**Items listed in a dataset:**
^^^^^^^^

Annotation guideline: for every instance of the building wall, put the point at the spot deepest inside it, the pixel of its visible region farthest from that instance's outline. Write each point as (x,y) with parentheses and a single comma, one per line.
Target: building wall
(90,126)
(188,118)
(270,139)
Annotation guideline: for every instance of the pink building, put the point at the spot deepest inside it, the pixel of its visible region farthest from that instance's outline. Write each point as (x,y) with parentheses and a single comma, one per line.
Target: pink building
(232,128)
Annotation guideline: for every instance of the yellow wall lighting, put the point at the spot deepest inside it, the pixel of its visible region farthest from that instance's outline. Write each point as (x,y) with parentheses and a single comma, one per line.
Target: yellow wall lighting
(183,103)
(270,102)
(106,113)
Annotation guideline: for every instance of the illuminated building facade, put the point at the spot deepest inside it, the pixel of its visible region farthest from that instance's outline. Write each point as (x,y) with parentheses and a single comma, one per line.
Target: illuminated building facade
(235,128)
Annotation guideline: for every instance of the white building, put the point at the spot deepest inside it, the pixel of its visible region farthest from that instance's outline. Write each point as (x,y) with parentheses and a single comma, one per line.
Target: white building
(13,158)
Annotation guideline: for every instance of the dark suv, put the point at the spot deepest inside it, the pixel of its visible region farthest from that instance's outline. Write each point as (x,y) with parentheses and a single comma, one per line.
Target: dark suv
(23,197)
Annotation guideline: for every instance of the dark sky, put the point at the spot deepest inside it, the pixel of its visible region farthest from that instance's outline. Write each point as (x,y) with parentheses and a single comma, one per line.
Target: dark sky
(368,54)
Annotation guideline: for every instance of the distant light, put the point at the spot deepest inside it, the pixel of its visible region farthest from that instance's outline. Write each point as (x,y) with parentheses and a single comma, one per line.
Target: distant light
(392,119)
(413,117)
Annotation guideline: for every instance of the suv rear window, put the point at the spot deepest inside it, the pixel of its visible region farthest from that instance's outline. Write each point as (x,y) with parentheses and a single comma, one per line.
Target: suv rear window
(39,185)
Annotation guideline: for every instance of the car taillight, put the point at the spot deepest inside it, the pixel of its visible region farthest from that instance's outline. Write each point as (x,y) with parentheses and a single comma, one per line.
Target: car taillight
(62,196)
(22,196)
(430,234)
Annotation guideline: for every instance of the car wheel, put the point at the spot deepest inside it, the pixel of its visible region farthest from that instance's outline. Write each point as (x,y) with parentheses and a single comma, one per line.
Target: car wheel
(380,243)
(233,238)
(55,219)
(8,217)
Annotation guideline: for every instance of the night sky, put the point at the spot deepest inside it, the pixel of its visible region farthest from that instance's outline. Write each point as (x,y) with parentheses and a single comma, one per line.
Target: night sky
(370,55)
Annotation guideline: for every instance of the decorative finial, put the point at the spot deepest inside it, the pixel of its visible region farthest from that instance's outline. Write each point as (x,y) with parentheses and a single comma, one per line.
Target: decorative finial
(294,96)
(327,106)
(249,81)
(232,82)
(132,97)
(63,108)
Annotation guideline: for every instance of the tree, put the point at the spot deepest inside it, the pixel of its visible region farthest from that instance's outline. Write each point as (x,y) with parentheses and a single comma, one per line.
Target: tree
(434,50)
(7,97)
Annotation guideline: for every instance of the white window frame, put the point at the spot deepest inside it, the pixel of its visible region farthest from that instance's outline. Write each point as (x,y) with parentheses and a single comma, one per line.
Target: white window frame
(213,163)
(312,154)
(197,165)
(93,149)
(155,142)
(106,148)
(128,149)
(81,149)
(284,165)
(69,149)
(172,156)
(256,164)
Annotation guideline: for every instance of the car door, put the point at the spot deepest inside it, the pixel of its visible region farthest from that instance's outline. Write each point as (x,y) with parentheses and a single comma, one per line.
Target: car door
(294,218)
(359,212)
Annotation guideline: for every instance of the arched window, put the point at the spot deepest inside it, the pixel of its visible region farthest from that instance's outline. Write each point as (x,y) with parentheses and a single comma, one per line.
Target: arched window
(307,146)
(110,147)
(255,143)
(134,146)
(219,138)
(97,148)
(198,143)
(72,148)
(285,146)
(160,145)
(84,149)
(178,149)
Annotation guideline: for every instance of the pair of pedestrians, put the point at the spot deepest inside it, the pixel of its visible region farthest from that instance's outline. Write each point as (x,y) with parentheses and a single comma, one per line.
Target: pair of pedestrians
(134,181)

^^^^^^^^

**PROBLEM DETAILS:** Each entry above is to be transcribed without alteration.

**ANSWER TO THE PROBLEM:**
Annotation guideline: for every instance of the building wall, put the point at the spot deepest inside it, the pixel of its visible region farthest from that instance's outline. Write each point as (x,y) with parentheses and a single comma, one per line.
Target: building wall
(90,126)
(188,118)
(270,139)
Annotation guideline: for every instance of the pink building, put the point at the spot deepest inside it, the pixel of its visible region farthest from that instance's outline. Write each point as (x,y) with parentheses and a single comma, one per line.
Target: pink building
(232,128)
Annotation guideline: for every instance of the yellow wall lighting, put the point at the spot deepest inside it, the pixel of its visible region farthest from that instance's outline. Write each point as (x,y) with parentheses and a single comma, one per line.
Target: yellow wall lighting
(183,103)
(270,102)
(106,113)
Annotation guideline: for every instance of the illuminated building facade, put the point at the spot deepest inside it, the pixel of its visible region farthest from that instance's outline. Write each point as (x,y) with parentheses and a single comma, one per line.
Target: illuminated building facade
(235,128)
Annotation guideline: for every instance of the white building, put the point at the spot deepest inside it, the pixel of its visible region farthest from that instance's outline. Write each point as (x,y) with parentheses and a single comma, one per line.
Target: white building
(13,158)
Annotation guideline: for every instance of the dark suv, put the point at the spot deepest inside it, the pixel of its visible region farthest from that instance's outline. Write each point as (x,y) with parentheses and a single comma, one per line.
Target: dark suv
(23,197)
Annotation guideline: for every instance of the dark sky, put the point at the spot deepest inside it, the pixel of its visible region farthest from that instance's outline. Write each point as (x,y) with parentheses and a single comma, one per line.
Target: dark sky
(368,54)
Annotation guideline: for every instance of the distant light, put the point at the spot deepest inside it, the pixel of its visible region farthest from that instance's outline. Write each point as (x,y) with parentheses and a single comma, one per line.
Target: distant light
(392,119)
(413,117)
Annotation guideline: for every instance of the suv rear window, put the point at the spot deepest inside it, the pixel of its visible region farthest from that instance's outline. Write each point as (x,y) with parentheses and a single comma, one per line.
Target: suv rear window
(39,185)
Annotation guideline: for every instance of the car taillight, put the point at the spot deepest inside it, the pixel of its visible region farthest from that instance's outline. Write each point as (x,y) with parentheses and a single comma, one per line.
Target: car taillight
(62,196)
(22,196)
(430,234)
Annotation guideline: for every instance of the car wheel, put the point at the spot deepest inside it, the pixel of its visible region farthest from that instance's outline. Write each point as (x,y) with parentheses and a single comma, one per line.
Target: car wheel
(380,243)
(233,238)
(55,219)
(8,217)
Annotation guideline: for every instance of the night sky, put the point at the spot deepest inside it, the pixel of its visible region farthest from that instance's outline. Write each point as (x,y) with parentheses and a single comma, one per line.
Target: night sky
(370,55)
Annotation guideline: for every instance of the decorative finial, put the point at the spot deepest inside it, the pixel of its visible region farthest from that instance's outline. Write each point as (x,y) with parentheses and a single comma, one per line.
Target: decorative finial
(294,96)
(327,106)
(249,81)
(232,82)
(132,97)
(63,108)
Annotation guideline: for every instance of the tree, put the point at the spot deepest inside it, the pixel of its visible region farthest from that instance's outline. Write each point as (x,y) with parentheses and a single comma, one per line.
Target: tree
(434,50)
(7,97)
Annotation guideline: for every instance of the white window frame, put the point at the spot deepest inside it, the pixel of its visible region farthest from that instance's outline. Write each point as (x,y) with parentheses and a single comma, one per line.
Target: white window frame
(213,163)
(312,154)
(197,165)
(93,149)
(155,142)
(106,148)
(128,149)
(81,149)
(284,165)
(69,149)
(172,156)
(256,164)
Annotation guideline: for every instance of the car door, put the point at the spot deepest inside it, the pixel of its visible region farthest from that instance's outline. Write each point as (x,y) with parentheses and a single comma, one per line.
Target: car door
(294,218)
(359,212)
Annotation guideline: for every instance of the arched window, put the point at the spot deepest inside it, the pixel of its visible region farthest from that instance's outline. Write each point as (x,y) with parentheses and a single comma, one per line.
Target: arched window
(307,146)
(110,147)
(255,143)
(134,146)
(219,138)
(97,148)
(198,143)
(72,148)
(285,146)
(160,145)
(84,149)
(178,149)
Annotation guideline: for every instance of the pair of pedestrians, put the point at the spot deepest inside it, the pixel of its visible region farthest from that instance's outline. Write each point as (x,y) with parentheses and a single comma, one per line.
Target: pair of pedestrians
(134,181)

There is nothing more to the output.